> Data:

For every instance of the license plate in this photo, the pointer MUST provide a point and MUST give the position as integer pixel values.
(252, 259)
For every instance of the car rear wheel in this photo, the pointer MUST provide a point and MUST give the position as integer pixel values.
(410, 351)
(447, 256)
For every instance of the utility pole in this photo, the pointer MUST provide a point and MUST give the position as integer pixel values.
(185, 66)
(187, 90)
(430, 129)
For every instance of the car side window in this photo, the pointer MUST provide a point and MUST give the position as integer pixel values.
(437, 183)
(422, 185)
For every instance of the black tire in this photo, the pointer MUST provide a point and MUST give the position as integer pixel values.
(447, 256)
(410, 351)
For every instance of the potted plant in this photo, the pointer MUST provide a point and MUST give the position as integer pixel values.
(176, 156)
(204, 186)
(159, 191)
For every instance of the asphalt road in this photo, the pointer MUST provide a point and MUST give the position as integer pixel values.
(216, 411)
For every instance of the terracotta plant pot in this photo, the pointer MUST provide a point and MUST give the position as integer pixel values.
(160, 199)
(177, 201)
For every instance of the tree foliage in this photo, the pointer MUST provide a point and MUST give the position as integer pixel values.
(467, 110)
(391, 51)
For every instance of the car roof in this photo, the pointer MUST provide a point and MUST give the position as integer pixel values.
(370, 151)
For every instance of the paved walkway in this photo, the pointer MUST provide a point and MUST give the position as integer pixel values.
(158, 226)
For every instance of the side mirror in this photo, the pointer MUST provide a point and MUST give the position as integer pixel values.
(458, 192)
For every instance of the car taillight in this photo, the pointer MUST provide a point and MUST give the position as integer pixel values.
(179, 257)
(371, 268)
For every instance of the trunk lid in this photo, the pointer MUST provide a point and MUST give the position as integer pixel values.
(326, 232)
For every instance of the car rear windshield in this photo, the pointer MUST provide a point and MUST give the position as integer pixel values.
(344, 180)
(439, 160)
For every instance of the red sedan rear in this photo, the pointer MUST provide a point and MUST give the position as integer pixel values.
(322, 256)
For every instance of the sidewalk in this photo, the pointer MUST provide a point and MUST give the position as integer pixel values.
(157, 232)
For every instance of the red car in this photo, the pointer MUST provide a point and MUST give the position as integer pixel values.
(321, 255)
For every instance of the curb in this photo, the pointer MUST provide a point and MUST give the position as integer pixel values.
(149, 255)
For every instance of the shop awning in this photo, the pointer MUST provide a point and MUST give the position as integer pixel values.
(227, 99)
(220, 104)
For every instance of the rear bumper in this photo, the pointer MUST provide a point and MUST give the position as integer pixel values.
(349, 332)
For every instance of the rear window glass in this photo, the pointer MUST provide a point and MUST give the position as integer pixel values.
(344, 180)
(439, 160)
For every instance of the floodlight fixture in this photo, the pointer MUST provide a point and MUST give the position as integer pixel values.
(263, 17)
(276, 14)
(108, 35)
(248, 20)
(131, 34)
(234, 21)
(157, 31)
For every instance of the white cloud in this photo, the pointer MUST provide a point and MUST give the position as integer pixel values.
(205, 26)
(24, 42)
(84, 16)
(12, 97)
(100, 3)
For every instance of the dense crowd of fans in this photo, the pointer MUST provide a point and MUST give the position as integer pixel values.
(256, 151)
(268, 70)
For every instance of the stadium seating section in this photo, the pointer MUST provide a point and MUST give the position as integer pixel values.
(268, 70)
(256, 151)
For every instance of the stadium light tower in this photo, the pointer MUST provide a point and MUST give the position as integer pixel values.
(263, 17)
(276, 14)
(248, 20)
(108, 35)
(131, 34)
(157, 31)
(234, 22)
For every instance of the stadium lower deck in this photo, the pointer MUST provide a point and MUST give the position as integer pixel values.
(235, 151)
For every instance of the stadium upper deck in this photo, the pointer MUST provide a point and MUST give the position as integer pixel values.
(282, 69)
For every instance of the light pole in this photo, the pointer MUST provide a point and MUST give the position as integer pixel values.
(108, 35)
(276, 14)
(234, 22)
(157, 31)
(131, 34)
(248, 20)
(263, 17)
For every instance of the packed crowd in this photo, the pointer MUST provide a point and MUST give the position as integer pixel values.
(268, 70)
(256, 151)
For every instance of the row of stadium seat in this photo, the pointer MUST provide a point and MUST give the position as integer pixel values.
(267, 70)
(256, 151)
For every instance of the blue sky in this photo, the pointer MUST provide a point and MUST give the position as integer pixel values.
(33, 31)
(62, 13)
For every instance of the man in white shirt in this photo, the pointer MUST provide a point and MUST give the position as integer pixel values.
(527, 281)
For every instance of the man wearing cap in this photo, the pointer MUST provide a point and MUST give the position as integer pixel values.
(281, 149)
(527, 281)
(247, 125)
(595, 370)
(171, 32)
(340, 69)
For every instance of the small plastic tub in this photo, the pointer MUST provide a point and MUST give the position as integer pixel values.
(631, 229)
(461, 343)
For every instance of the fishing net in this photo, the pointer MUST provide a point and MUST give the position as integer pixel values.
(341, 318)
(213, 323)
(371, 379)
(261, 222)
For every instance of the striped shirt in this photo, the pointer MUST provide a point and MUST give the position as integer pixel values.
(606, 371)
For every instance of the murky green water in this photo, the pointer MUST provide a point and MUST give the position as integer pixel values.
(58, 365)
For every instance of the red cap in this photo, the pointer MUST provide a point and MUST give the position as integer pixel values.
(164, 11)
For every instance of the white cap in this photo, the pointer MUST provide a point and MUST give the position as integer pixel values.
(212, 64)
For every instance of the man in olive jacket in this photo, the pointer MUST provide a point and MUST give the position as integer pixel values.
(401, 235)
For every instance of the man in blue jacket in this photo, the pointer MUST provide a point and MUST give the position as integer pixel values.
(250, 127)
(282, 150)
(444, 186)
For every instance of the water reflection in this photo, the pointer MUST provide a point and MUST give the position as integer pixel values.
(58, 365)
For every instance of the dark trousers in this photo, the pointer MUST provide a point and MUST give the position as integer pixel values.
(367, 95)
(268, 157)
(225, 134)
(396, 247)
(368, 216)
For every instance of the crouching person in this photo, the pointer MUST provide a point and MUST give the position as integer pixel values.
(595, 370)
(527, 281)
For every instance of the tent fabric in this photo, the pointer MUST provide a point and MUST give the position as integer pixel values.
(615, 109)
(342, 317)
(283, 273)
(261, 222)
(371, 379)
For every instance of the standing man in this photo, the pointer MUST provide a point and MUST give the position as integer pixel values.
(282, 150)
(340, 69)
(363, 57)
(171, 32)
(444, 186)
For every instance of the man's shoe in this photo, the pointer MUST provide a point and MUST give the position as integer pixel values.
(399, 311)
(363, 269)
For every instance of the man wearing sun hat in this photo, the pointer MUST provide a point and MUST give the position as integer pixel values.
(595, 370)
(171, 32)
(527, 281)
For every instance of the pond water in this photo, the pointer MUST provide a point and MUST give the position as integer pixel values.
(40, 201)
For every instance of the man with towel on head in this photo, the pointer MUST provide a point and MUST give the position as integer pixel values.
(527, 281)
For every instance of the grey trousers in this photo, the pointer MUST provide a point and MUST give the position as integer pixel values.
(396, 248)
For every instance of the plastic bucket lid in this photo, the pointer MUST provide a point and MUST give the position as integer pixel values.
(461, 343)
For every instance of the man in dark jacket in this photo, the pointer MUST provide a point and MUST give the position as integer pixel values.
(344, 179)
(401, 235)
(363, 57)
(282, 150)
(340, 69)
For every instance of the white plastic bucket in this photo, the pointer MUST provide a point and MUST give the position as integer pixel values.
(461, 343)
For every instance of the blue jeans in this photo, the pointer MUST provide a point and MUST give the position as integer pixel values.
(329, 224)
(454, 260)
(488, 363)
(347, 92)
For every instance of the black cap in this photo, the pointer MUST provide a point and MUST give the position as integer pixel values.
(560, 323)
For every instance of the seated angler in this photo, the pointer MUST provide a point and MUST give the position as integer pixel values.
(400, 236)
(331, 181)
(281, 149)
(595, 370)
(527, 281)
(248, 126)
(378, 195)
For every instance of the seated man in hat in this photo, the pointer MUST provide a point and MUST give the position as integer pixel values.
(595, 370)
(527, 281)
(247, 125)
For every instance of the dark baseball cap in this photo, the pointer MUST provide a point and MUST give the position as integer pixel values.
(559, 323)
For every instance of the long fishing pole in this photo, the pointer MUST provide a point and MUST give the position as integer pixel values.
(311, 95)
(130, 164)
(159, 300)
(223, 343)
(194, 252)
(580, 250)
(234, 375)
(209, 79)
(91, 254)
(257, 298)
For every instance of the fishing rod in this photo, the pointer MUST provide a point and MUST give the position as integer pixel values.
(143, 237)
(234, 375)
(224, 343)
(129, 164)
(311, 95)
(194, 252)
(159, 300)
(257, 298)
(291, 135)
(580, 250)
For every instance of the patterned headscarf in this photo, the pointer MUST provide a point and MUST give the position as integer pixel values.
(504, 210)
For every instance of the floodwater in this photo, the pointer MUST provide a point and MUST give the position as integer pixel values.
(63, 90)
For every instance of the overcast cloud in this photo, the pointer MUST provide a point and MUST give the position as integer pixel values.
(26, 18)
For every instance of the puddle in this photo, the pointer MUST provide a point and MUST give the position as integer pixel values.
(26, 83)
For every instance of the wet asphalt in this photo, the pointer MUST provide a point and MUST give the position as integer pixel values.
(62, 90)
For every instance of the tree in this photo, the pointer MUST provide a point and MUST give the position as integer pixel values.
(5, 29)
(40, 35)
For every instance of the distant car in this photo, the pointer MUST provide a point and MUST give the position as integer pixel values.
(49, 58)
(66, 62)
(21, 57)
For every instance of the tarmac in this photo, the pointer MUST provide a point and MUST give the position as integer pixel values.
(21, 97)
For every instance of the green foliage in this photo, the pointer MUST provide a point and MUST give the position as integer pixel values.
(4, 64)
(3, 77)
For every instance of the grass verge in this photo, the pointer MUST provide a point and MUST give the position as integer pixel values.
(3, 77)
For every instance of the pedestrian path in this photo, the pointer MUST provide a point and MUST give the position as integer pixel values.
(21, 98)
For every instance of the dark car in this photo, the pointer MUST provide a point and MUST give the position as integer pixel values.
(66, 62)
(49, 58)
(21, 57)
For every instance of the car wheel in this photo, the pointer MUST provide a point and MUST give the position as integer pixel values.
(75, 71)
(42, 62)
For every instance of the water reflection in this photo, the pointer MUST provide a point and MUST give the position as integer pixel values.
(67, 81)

> What is asked:
Give the lines exactly as they stand, from the line with "For every instance of the puddle" through the end of the material.

> Finished task:
For every instance of the puddle in this photo, the pointer MUST provide a point and MUST give the position as integer pixel values.
(26, 83)
For every instance of the wet asphalt in this photo, the pointer MUST provide a point and MUST give the position as integer pixel values.
(62, 90)
For every instance of the tree in this photo, the pointer MUST provide a point and MUST give the position as integer pixel values.
(5, 29)
(40, 35)
For every instance of the distant car in this photo, the pointer MUST provide a point and MUST give the position as integer pixel values.
(49, 58)
(66, 62)
(21, 57)
For every instance of the tarmac in this photo, the pointer MUST provide a point and MUST give the position as integer pixel values.
(21, 97)
For every instance of the green foliage in this photo, the pointer MUST provide a point and MUST give the position as integer pixel values.
(4, 64)
(3, 77)
For every instance of the grass verge in this photo, the pointer MUST provide a point and MUST give the position as integer pixel values.
(3, 77)
For every instance of the pedestrian path in this photo, the pointer MUST provide a point and MUST give the position as integer pixel values.
(21, 98)
For every instance of the dark car in this photo, the pointer MUST provide a point and MUST give the position as integer pixel values.
(66, 62)
(49, 58)
(21, 57)
For every instance of the car wheel in this photo, the pointer MUST provide a point and MUST give the position as integer pixel values.
(75, 71)
(42, 62)
For every instance of the water reflection in this photo, the pointer MUST provide a point and MUST give the position as integer pixel values.
(67, 81)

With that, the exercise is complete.